PROMPT –
Write out the whole listing again, exactly.

Raw records:
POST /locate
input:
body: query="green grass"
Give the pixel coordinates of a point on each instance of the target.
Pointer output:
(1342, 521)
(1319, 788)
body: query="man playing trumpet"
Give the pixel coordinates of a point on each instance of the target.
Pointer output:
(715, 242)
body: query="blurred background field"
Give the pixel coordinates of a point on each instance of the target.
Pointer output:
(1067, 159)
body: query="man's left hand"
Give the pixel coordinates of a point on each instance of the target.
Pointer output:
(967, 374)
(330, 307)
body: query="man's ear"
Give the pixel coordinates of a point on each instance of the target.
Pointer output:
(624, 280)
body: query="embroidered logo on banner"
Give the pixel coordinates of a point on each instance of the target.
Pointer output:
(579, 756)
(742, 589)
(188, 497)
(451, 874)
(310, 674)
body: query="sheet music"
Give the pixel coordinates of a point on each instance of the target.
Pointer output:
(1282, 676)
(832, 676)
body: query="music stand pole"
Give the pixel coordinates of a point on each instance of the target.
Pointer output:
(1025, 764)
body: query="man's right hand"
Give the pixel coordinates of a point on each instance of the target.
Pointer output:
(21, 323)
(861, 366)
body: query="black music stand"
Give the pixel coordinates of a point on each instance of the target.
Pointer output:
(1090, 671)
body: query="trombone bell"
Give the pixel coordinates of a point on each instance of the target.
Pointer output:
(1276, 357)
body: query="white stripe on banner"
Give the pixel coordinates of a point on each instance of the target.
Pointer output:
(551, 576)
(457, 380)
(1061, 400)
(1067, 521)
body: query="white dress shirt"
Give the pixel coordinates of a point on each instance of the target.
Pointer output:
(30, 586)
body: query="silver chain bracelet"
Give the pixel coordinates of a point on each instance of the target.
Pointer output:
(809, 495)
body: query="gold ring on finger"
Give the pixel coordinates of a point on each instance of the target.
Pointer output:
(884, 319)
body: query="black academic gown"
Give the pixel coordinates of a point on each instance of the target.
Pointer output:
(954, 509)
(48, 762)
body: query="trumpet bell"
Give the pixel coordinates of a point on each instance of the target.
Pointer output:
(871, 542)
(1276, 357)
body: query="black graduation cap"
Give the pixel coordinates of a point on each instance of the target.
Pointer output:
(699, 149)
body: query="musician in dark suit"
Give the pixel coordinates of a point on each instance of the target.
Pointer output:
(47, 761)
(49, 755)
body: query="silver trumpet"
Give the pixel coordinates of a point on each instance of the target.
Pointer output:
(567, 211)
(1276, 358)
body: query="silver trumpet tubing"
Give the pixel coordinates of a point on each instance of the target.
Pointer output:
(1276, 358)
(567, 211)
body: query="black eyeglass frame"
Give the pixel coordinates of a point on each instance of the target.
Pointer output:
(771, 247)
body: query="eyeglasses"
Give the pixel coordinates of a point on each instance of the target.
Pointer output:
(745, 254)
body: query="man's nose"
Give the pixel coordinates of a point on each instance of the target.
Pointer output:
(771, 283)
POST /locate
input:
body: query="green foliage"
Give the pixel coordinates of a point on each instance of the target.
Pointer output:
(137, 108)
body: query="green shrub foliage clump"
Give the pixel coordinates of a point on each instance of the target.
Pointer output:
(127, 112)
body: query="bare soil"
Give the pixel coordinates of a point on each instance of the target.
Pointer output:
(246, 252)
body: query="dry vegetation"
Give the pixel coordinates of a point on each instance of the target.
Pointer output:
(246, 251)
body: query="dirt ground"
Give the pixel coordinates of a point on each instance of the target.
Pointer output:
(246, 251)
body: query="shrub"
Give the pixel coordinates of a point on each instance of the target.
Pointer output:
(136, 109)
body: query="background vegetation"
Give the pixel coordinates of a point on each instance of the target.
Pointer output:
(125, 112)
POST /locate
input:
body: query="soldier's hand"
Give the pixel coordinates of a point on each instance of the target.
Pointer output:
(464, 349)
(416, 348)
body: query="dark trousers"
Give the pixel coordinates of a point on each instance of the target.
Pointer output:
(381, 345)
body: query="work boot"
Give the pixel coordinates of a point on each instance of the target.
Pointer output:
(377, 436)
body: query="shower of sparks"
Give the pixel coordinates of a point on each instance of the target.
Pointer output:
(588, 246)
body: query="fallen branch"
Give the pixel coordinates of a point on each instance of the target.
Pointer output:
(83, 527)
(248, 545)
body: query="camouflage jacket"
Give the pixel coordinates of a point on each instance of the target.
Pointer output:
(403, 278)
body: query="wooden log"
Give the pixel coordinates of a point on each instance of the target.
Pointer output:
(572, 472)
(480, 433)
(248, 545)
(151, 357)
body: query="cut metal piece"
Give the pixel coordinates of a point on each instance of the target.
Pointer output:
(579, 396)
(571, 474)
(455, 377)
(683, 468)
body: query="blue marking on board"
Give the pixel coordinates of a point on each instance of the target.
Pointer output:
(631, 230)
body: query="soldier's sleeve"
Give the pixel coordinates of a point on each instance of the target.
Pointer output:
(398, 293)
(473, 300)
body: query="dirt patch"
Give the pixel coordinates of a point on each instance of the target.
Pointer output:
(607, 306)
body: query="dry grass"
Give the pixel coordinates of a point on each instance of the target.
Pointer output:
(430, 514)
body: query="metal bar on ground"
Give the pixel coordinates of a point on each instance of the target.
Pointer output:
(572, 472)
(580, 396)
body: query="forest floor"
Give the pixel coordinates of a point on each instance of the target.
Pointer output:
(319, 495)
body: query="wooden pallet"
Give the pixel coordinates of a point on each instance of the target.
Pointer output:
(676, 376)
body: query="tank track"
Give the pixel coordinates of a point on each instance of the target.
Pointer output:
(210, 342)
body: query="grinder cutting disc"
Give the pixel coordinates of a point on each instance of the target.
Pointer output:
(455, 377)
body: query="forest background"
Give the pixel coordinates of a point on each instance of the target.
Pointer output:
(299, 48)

THE ANSWER –
POST /locate
input:
body: query="green grass"
Give the pixel coordinates of a point on each instance of the target.
Pointer output:
(1342, 521)
(1319, 788)
body: query="man playing trumpet"
Give the pixel coordinates of a point on each instance of the target.
Pointer output:
(715, 242)
body: query="blurred background field"
Give the pixel coordinates of a point on each instance of the target.
Pointer output:
(1067, 159)
body: query="man's left hand"
Give the pixel coordinates of a point on each instance of the target.
Pointer output:
(967, 374)
(330, 307)
body: query="man's ear"
Give the pixel coordinates of a point on each instance of the target.
Pointer output:
(624, 280)
body: query="embroidered logo on banner"
Give the pixel coordinates of a point on each instance of the target.
Pointer output:
(579, 756)
(742, 589)
(188, 497)
(451, 874)
(310, 674)
body: query="sheet music"
Give the pixel coordinates of a point on each instance of the target.
Pointer output:
(1282, 676)
(832, 676)
body: query="music stand pole"
Give the pixel coordinates of a point on each instance of the target.
Pointer output:
(1025, 764)
body: query="man's right hand"
Give the pixel coordinates of a point on each instance of the target.
Pointer output:
(21, 323)
(861, 366)
body: query="black music stand"
Give the pixel coordinates of a point on each instance of the target.
Pointer output:
(1090, 671)
body: query="trombone bell"
Give the pixel coordinates of a point on each instance of the target.
Pointer output:
(1276, 357)
body: query="white stripe on banner"
Give the pixel coordinates of a point on each instance of the target.
Pointer output:
(551, 576)
(457, 380)
(1061, 400)
(1067, 521)
body: query="white dress shirt"
Give the pixel coordinates of a point on each instance of the target.
Pointer output:
(30, 586)
body: query="silver chain bracelet"
Give the pixel coordinates of a point on each instance of the target.
Pointer output:
(809, 495)
body: query="gold ring on finger"
Give the pixel coordinates of a point on each instance of the target.
Pointer output:
(884, 319)
body: query="black academic gown"
Give the pixel coordinates of a point on each instance of the target.
Pointer output:
(954, 509)
(48, 762)
body: query="trumpet bell"
Give the pixel coordinates of a point on each instance of the target.
Pointer output:
(871, 542)
(1276, 357)
body: query="black graduation cap"
Give the pixel coordinates of a point on each instance of the target.
Pointer output:
(699, 149)
body: query="musician in dark suit"
Give the pixel coordinates of a point on each instance of the target.
Pointer output:
(47, 761)
(49, 755)
body: query="silver trumpet"
Give the pixel coordinates of a point on each instance of the target.
Pointer output:
(567, 211)
(1276, 358)
body: query="silver trumpet tubing"
Give the pixel coordinates of a point on each instance of the target.
Pointer output:
(1276, 358)
(567, 211)
body: query="black eyeglass frame"
Give the pixel coordinates of a point on each instance of the target.
Pointer output:
(771, 247)
body: query="eyeglasses"
Give the pixel coordinates of a point on each instance of the target.
Pointer output:
(745, 254)
body: query="man's nose"
Give the pixel coordinates of a point on each instance of the target.
Pointer output:
(771, 283)
POST /locate
input:
body: query="green foliage"
Give the pixel coordinates of a point on each instance of the target.
Pointer output:
(137, 108)
body: query="green shrub foliage clump"
Give the pixel coordinates of a point on each instance of the target.
Pointer output:
(127, 112)
body: query="bare soil"
Give the pixel coordinates of a point on each instance of the target.
Pointer output:
(246, 252)
body: query="dry vegetation"
Give the pixel coordinates of a point on each instance of the target.
Pointer output:
(246, 251)
body: query="dirt ground"
Give the pixel coordinates of a point on each instance of the target.
Pointer output:
(246, 251)
body: query="shrub"
Give the pixel coordinates of a point on each instance of the target.
Pointer output:
(136, 109)
body: query="background vegetation"
Give the pixel coordinates of a point on each instance of the target.
Pointer output:
(125, 112)
POST /locate
input:
body: query="soldier's hand"
Give the pixel coordinates of a point on each instance of the target.
Pointer output:
(464, 349)
(416, 348)
body: query="dark trousers"
Give the pixel coordinates of a point on each instance of the target.
Pointer output:
(381, 345)
body: query="work boot"
Give the pixel coordinates of a point on each instance of the target.
Pointer output:
(377, 436)
body: query="shower of sparks"
Give the pixel coordinates of a point on each instance of the target.
Pointer output:
(588, 246)
body: query="fallen branch"
Give the pixel coordinates of a point on each instance of the target.
Pointer output:
(83, 527)
(248, 545)
body: query="camouflage jacket"
Give the pixel coordinates of a point on each instance of the target.
Pointer output:
(403, 278)
body: query="wooden log"
Give the pixel coordinates of a point on each instance of the target.
Pointer output:
(572, 472)
(480, 433)
(248, 545)
(151, 357)
body: query="cut metal piece"
Give the pixel coordinates of a point on each instance of the target.
Pointer output:
(579, 396)
(571, 474)
(455, 377)
(683, 468)
body: query="blue marking on board"
Give the pixel coordinates of a point on each instance of the target.
Pointer output:
(631, 230)
body: query="soldier's sleeve"
Give the pixel coordinates of a point on each instance of the target.
Pointer output:
(398, 293)
(473, 300)
body: query="dirt patch"
Give the pixel coordinates of a point on each instance of the target.
Pointer output:
(607, 306)
body: query="dry grass"
Give the pixel coordinates of a point on each instance of the target.
Pointer output:
(430, 514)
body: query="metal bar on ground"
Give the pixel coordinates of a point on each instance of the target.
Pointer output:
(572, 472)
(580, 396)
body: query="forest floor"
Give the pixel coordinates of a point on each instance of the target.
Pointer output:
(319, 495)
body: query="wooden pallet"
Give the pixel coordinates of a point on each instance of the target.
Pointer output:
(676, 376)
body: query="tank track"
Give the pixel coordinates of a point on each instance of the target.
Pointer output:
(210, 342)
body: query="grinder cutting disc"
Give the pixel coordinates of a point on each instance of the target.
Pointer output:
(455, 377)
body: query="forest background"
Give the pixel coordinates of a point on each instance of the target.
Pointer output:
(299, 48)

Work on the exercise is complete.